» Exercise details
The data below is to be set down exactly.

Extracted data entries:

════════════════════

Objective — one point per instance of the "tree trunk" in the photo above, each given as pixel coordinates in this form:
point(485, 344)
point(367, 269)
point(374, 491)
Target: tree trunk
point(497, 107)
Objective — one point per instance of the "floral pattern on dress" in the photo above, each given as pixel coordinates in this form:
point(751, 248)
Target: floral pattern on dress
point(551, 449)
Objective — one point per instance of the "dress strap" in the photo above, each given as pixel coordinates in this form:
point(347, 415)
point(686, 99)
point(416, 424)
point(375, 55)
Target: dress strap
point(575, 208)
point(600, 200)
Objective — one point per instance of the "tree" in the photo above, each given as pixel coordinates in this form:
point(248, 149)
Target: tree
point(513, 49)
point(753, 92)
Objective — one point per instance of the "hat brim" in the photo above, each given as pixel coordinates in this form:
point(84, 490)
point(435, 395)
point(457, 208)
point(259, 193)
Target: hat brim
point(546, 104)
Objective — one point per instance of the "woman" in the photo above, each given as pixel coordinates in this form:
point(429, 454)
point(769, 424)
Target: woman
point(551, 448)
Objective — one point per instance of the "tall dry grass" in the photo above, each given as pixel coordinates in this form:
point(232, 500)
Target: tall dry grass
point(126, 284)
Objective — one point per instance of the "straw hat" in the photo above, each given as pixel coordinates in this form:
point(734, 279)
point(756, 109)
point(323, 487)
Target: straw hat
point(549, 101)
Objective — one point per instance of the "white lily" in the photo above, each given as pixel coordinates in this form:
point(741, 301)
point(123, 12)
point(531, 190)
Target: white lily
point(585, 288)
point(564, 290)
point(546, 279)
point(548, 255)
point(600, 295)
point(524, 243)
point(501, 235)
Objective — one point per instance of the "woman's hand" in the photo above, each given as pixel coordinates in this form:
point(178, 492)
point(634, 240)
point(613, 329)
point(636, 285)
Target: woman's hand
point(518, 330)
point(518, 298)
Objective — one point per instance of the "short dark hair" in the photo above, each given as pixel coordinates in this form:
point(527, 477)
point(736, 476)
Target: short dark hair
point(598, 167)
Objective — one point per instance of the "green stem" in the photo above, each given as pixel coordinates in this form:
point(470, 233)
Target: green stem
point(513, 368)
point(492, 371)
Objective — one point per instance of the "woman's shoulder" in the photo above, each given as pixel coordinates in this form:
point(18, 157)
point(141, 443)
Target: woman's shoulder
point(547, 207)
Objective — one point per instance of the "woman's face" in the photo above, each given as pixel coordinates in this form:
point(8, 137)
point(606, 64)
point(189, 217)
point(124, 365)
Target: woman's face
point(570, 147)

════════════════════

» Result
Objective — one point per instance of the "tree trunk" in the photo above, each given as pixel coordinates in this form:
point(485, 344)
point(367, 269)
point(374, 491)
Target: tree trunk
point(497, 107)
Objective — one point per instance of the "floral pattern on dress" in the photo above, each given as pixel coordinates in this form:
point(751, 248)
Target: floral pattern on dress
point(551, 449)
Objective — one point per instance of the "dress strap" in the photo above, each given as pixel coordinates in this form:
point(347, 415)
point(686, 99)
point(416, 424)
point(375, 55)
Target: dress strap
point(575, 208)
point(600, 200)
Objective — one point per instance of the "tree" in the photo above, each given as pixel coordinates in this form:
point(248, 149)
Target: tree
point(513, 49)
point(753, 92)
Objective — one point per instance of the "hat brim" in the photo above, each given as pixel coordinates in this form:
point(84, 490)
point(435, 395)
point(457, 208)
point(259, 193)
Target: hat brim
point(546, 104)
Objective — one point per instance of the "woman" in the photo above, each given as pixel coordinates in this form:
point(429, 454)
point(769, 424)
Target: woman
point(551, 448)
Objective — one point per instance of the "tall dry grass" in the photo above, each given as pixel coordinates in this form:
point(232, 500)
Target: tall dry grass
point(126, 284)
Objective — one point per instance of the "straw hat" in the photo above, each given as pixel coordinates in this form:
point(734, 279)
point(756, 109)
point(323, 487)
Target: straw hat
point(549, 101)
Objective — one point per instance of the "white lily" in the photo above, each given as pixel coordinates in this form:
point(741, 301)
point(123, 12)
point(531, 190)
Target: white lily
point(585, 288)
point(564, 290)
point(546, 279)
point(548, 255)
point(600, 295)
point(524, 243)
point(501, 235)
Objective — one point per instance of the "woman's hand" in the photo above, each given as pixel coordinates in this form:
point(178, 492)
point(634, 240)
point(613, 329)
point(636, 285)
Target: woman's hand
point(518, 330)
point(518, 298)
Objective — one point per instance of the "short dark hair" in the photo above, each given as pixel coordinates in this form:
point(527, 477)
point(736, 476)
Target: short dark hair
point(598, 167)
Objective — one point per instance of the "green stem" in the photo above, each given as pixel coordinates in this form:
point(470, 233)
Target: green stem
point(513, 368)
point(492, 371)
Objective — one point per instance of the "woman's shoulder" in the photo above, each given as pixel coordinates in this form:
point(18, 157)
point(141, 443)
Target: woman's shoulder
point(547, 207)
Objective — one point per instance of the "woman's face" in the photo above, each given as pixel coordinates in this form:
point(8, 137)
point(606, 64)
point(189, 217)
point(124, 365)
Target: woman's face
point(570, 147)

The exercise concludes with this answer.